** Exercise input **
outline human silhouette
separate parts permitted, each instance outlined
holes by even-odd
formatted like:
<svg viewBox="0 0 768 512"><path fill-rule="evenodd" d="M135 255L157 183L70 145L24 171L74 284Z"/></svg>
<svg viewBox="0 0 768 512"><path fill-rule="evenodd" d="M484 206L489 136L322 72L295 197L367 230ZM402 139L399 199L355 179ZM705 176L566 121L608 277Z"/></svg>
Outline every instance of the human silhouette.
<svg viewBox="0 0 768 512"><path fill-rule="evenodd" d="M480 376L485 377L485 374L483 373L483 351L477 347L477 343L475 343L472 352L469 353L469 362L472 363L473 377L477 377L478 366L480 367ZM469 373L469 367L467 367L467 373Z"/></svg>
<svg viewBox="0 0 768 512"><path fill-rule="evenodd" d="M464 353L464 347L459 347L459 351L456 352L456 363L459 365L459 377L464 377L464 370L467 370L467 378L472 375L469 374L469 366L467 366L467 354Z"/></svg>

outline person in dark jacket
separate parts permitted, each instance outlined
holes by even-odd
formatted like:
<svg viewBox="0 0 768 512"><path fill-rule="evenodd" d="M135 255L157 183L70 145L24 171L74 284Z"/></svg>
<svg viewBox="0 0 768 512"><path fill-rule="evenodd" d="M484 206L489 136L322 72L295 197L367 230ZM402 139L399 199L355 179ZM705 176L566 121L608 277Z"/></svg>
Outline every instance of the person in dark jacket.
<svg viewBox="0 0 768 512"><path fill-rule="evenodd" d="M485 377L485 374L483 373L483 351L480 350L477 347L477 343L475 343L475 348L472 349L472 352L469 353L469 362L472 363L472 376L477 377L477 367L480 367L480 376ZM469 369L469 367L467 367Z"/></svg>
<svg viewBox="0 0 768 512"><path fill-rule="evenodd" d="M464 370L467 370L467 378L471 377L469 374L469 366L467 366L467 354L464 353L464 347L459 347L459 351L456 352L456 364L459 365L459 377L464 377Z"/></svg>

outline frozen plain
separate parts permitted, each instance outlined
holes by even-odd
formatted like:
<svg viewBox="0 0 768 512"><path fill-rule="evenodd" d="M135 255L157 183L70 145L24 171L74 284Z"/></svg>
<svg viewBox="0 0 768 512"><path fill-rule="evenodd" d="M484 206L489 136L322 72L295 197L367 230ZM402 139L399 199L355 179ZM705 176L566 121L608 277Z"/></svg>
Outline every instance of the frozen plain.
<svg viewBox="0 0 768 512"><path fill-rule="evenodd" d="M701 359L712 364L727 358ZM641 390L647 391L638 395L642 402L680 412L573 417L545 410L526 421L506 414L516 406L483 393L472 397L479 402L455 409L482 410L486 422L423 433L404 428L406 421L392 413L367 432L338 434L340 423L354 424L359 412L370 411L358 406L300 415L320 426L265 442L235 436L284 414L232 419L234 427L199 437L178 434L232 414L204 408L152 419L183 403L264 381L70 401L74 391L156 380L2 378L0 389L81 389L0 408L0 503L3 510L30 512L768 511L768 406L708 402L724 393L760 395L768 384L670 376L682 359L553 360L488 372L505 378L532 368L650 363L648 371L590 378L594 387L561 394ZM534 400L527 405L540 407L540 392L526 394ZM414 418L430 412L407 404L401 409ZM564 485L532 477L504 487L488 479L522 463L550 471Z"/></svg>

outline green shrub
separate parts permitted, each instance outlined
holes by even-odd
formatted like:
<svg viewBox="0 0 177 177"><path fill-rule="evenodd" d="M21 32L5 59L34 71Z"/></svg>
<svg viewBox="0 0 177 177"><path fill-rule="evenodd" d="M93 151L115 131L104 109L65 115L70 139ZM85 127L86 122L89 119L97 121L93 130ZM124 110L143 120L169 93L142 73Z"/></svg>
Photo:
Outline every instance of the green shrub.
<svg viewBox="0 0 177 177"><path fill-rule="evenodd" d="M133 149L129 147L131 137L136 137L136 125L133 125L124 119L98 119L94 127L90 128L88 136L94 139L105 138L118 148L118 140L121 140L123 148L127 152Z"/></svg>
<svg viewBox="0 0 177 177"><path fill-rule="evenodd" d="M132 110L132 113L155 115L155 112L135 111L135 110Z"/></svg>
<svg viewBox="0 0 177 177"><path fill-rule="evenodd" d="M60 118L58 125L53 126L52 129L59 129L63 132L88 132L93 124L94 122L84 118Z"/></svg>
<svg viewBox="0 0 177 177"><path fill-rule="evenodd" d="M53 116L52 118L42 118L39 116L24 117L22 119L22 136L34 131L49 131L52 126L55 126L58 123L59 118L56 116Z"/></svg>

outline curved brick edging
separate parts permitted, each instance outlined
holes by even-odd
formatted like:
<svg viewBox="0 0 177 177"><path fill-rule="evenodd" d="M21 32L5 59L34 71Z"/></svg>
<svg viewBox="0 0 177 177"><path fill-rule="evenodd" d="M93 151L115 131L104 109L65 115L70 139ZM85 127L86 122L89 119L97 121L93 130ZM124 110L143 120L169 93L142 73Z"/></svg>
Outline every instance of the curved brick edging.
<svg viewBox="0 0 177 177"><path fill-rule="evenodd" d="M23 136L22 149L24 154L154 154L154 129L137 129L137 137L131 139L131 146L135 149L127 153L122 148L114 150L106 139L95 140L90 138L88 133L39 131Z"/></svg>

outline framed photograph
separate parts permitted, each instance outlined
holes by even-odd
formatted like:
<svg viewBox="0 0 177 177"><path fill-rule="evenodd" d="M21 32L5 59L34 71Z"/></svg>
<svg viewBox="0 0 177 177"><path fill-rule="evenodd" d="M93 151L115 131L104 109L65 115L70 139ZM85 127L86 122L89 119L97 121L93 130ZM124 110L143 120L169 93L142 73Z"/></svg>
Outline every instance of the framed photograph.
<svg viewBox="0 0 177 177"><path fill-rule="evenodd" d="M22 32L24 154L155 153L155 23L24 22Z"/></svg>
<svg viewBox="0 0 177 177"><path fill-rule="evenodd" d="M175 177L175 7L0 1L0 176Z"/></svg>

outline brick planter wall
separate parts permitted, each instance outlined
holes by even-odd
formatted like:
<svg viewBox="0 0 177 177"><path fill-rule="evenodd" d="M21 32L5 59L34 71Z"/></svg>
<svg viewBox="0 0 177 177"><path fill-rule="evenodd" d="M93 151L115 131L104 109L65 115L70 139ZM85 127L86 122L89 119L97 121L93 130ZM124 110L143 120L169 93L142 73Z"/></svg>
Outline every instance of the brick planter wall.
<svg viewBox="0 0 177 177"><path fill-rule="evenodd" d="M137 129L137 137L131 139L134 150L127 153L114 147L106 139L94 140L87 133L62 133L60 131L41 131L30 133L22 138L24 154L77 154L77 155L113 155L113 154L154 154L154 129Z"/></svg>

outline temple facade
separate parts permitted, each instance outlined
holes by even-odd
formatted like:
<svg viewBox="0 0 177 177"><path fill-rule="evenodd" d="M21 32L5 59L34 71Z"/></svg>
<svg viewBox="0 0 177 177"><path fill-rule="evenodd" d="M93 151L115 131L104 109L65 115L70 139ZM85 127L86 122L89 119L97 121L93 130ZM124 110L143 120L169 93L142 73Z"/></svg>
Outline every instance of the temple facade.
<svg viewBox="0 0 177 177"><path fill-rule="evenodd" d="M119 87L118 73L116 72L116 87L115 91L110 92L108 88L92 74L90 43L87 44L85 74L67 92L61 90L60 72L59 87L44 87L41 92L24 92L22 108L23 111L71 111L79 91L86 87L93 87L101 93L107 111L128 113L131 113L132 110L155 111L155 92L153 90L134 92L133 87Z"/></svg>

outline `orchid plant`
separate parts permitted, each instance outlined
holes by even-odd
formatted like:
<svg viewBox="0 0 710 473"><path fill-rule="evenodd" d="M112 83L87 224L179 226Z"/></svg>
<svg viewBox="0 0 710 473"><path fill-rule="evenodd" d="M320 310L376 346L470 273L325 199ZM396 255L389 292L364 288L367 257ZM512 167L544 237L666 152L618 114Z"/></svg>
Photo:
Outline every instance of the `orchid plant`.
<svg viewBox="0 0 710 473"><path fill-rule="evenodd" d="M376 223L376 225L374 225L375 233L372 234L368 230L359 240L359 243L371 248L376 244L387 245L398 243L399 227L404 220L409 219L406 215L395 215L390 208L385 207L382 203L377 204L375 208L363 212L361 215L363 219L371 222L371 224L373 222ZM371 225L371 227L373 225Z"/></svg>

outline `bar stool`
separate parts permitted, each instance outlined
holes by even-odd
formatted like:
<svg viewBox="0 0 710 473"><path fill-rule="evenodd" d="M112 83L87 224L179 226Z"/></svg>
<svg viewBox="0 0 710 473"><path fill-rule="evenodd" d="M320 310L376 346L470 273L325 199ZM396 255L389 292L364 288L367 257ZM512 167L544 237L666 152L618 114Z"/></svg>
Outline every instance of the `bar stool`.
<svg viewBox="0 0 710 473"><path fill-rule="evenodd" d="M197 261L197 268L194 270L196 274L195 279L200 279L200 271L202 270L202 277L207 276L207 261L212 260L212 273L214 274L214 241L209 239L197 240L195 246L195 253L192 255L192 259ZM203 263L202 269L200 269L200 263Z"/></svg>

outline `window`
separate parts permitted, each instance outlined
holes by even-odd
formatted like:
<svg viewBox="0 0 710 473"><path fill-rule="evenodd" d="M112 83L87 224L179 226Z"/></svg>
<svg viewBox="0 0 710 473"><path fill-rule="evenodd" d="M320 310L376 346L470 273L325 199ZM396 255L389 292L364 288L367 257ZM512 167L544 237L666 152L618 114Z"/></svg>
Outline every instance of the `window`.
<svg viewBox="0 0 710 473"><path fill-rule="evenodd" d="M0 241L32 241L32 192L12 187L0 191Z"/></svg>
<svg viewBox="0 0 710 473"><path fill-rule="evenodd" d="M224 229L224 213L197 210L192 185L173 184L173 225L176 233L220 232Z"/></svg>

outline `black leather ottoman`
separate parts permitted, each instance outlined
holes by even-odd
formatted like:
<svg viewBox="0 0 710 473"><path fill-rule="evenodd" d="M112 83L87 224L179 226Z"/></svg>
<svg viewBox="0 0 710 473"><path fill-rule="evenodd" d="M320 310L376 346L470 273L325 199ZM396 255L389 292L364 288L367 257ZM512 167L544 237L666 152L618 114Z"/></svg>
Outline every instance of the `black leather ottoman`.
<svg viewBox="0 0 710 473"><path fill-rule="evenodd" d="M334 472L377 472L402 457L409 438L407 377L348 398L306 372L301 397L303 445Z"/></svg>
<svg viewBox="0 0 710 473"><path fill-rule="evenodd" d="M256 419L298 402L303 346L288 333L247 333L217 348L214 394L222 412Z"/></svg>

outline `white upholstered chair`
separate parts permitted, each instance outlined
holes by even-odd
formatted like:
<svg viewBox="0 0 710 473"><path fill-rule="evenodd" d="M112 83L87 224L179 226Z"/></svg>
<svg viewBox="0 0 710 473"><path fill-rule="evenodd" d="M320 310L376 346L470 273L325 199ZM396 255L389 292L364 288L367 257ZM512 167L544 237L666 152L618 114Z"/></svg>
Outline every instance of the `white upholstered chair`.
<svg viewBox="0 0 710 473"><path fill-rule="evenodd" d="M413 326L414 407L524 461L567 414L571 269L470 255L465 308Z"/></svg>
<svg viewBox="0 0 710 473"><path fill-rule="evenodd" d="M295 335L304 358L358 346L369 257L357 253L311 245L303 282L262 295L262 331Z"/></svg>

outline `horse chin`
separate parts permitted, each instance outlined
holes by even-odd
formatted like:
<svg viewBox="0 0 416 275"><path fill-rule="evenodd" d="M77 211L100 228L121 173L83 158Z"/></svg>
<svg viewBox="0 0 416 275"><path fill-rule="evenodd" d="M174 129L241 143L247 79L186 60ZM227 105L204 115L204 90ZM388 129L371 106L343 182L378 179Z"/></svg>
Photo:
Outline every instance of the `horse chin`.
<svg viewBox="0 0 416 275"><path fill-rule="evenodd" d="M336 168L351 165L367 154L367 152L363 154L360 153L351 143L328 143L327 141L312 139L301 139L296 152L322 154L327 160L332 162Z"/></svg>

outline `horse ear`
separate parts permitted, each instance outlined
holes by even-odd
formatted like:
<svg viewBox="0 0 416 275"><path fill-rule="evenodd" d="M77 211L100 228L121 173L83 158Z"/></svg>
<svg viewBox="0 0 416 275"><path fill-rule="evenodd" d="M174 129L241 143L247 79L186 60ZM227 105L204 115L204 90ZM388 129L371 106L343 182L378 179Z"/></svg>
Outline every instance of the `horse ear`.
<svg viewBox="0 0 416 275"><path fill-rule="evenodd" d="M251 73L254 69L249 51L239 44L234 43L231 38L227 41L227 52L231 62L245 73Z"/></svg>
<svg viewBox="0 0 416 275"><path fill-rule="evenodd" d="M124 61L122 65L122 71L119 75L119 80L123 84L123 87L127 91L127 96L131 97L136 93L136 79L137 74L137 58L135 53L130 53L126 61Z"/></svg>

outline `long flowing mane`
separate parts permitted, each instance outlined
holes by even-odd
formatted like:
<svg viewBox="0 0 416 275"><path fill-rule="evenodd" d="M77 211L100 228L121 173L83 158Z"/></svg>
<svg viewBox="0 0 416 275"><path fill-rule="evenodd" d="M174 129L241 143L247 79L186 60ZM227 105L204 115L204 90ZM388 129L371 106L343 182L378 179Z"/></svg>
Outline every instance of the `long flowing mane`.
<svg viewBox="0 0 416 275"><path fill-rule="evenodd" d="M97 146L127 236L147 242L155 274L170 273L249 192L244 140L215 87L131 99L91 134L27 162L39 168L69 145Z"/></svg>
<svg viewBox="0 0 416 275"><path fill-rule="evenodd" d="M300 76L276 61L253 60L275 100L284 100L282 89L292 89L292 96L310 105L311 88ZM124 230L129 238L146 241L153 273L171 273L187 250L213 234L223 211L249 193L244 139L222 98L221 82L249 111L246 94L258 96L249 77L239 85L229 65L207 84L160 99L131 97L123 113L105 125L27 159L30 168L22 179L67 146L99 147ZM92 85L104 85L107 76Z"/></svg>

** Problem requirements **
Copy the data word for word, starting with its first line and going on through the line that contains "351L456 352L456 363L459", with both ends included.

** Answer for this exercise **
outline human silhouette
separate parts permitted, each instance outlined
holes by even-odd
formatted like:
<svg viewBox="0 0 768 512"><path fill-rule="evenodd" d="M135 255L157 183L70 145L24 171L74 284Z"/></svg>
<svg viewBox="0 0 768 512"><path fill-rule="evenodd" d="M484 206L489 136L322 72L295 197L367 230ZM402 139L399 199L355 179ZM705 176L566 121L608 277Z"/></svg>
Outline every instance of the human silhouette.
<svg viewBox="0 0 768 512"><path fill-rule="evenodd" d="M480 376L485 377L485 374L483 373L483 351L477 347L477 343L475 343L472 352L469 353L469 362L472 363L473 377L477 377L478 366L480 367ZM469 373L469 367L467 367L467 373Z"/></svg>
<svg viewBox="0 0 768 512"><path fill-rule="evenodd" d="M464 353L464 347L459 347L459 351L456 352L456 363L459 365L459 377L464 377L464 370L467 370L467 378L472 375L469 374L469 366L467 366L467 354Z"/></svg>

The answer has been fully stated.